### STATED PROBLEM
Turn every line of the records below into a JSON list of strings, one string per line, and omit any blank lines.

--- start ---

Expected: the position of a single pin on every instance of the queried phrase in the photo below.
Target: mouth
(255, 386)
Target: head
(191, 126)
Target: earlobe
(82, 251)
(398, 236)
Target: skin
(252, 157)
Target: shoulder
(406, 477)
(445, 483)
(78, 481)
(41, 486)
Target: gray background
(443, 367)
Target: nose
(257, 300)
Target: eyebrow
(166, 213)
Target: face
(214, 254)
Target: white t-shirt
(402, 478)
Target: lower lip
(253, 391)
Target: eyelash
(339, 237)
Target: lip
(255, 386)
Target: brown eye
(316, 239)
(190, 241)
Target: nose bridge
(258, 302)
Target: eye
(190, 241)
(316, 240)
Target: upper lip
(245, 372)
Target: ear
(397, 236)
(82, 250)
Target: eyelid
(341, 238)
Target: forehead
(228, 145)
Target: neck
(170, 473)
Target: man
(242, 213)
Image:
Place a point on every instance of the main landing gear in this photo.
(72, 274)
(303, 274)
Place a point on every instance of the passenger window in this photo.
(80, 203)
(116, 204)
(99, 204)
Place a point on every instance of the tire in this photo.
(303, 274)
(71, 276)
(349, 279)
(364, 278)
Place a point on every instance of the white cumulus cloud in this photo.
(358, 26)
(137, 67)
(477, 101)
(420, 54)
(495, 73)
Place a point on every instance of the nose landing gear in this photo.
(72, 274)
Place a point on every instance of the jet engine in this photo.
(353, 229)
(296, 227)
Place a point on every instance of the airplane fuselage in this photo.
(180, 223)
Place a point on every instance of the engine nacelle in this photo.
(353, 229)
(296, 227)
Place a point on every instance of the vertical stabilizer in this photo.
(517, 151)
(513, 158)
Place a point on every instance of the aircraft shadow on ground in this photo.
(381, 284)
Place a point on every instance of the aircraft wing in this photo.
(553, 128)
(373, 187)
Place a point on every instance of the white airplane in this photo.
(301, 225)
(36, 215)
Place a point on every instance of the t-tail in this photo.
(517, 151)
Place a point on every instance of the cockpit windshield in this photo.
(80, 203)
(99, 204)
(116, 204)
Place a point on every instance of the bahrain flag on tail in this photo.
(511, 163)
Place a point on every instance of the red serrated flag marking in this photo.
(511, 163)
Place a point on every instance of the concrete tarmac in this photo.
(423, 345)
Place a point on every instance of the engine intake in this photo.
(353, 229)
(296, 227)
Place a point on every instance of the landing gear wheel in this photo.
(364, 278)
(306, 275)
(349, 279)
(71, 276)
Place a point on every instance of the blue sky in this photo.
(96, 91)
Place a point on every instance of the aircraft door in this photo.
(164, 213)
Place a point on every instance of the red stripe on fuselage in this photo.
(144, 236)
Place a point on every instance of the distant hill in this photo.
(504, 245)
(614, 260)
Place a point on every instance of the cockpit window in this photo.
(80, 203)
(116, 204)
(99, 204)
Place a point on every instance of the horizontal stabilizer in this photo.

--- end ---

### ANSWER TO THE EXERCISE
[
  "Expected: the position of a single pin on every instance of the queried phrase in the photo below.",
  "Target: mouth",
  "(255, 386)",
  "Target: head",
  "(191, 126)",
  "Target: earlobe",
  "(82, 251)",
  "(398, 236)",
  "Target: skin",
  "(252, 157)",
  "Target: shoulder",
  "(406, 477)",
  "(445, 483)",
  "(78, 481)",
  "(41, 486)",
  "Target: gray background",
  "(443, 367)",
  "Target: nose",
  "(257, 300)",
  "Target: eyebrow",
  "(166, 213)",
  "Target: face",
  "(214, 254)",
  "Target: white t-shirt",
  "(402, 478)",
  "Target: lower lip",
  "(253, 391)",
  "Target: eyelash",
  "(339, 237)",
  "Target: lip",
  "(255, 386)",
  "Target: brown eye",
  "(316, 239)",
  "(190, 241)",
  "Target: nose bridge",
  "(258, 302)",
  "Target: eye",
  "(190, 241)",
  "(316, 240)",
  "Target: upper lip",
  "(245, 372)",
  "Target: ear",
  "(397, 236)",
  "(82, 250)",
  "Target: eyelid",
  "(341, 238)",
  "Target: forehead",
  "(228, 145)",
  "Target: neck",
  "(170, 473)",
  "Target: man",
  "(242, 213)",
  "Image:",
  "Place a point on every instance of the main landing gear in this photo.",
  "(72, 274)",
  "(303, 274)",
  "Place a point on every instance of the passenger window in this photo.",
  "(80, 203)",
  "(116, 204)",
  "(99, 204)",
  "Place a point on every instance of the tire in this photo.",
  "(303, 274)",
  "(71, 276)",
  "(349, 279)",
  "(364, 278)",
  "Place a point on every instance of the white cumulus cloud in this photo.",
  "(358, 26)",
  "(137, 67)",
  "(477, 101)",
  "(420, 54)",
  "(495, 73)",
  "Place a point on every instance of the nose landing gear in this photo.",
  "(72, 274)",
  "Place a point on every instance of the jet engine in this photo.",
  "(353, 229)",
  "(296, 227)",
  "Place a point on every instance of the airplane fuselage in this photo.",
  "(180, 223)",
  "Place a point on every instance of the engine nacelle in this photo.",
  "(353, 229)",
  "(296, 227)",
  "Place a point on every instance of the vertical stabilizer in this photo.",
  "(517, 151)",
  "(513, 158)",
  "Place a point on every instance of the aircraft shadow on ground in this photo.",
  "(381, 284)",
  "Place a point on every instance of the aircraft wing in this photo.",
  "(553, 128)",
  "(373, 187)",
  "Place a point on every instance of the white airplane in this photo.",
  "(301, 225)",
  "(36, 215)",
  "Place a point on every instance of the t-tail in this photo.",
  "(517, 151)",
  "Place a point on every instance of the cockpit windshield in this photo.",
  "(80, 203)",
  "(99, 204)",
  "(116, 204)",
  "Place a point on every instance of the bahrain flag on tail in this photo.",
  "(511, 163)",
  "Place a point on every instance of the red serrated flag marking in this photo.",
  "(511, 163)",
  "Place a point on every instance of the concrete tarmac in this photo.",
  "(423, 345)",
  "Place a point on every instance of the engine intake in this photo.",
  "(353, 229)",
  "(296, 227)",
  "Place a point on every instance of the landing gear wheel in this photo.",
  "(364, 278)",
  "(306, 275)",
  "(349, 279)",
  "(71, 276)",
  "Place a point on every instance of the blue sky in this photo.",
  "(96, 91)",
  "Place a point on every instance of the aircraft door in this photo.",
  "(164, 213)",
  "Place a point on every instance of the red stripe on fuselage in this photo.",
  "(144, 236)",
  "Place a point on every instance of the distant hill in this photo.",
  "(504, 245)",
  "(614, 260)",
  "Place a point on every instance of the cockpit window in this photo.",
  "(80, 203)",
  "(116, 204)",
  "(99, 204)",
  "Place a point on every instance of the horizontal stabilizer in this photo."
]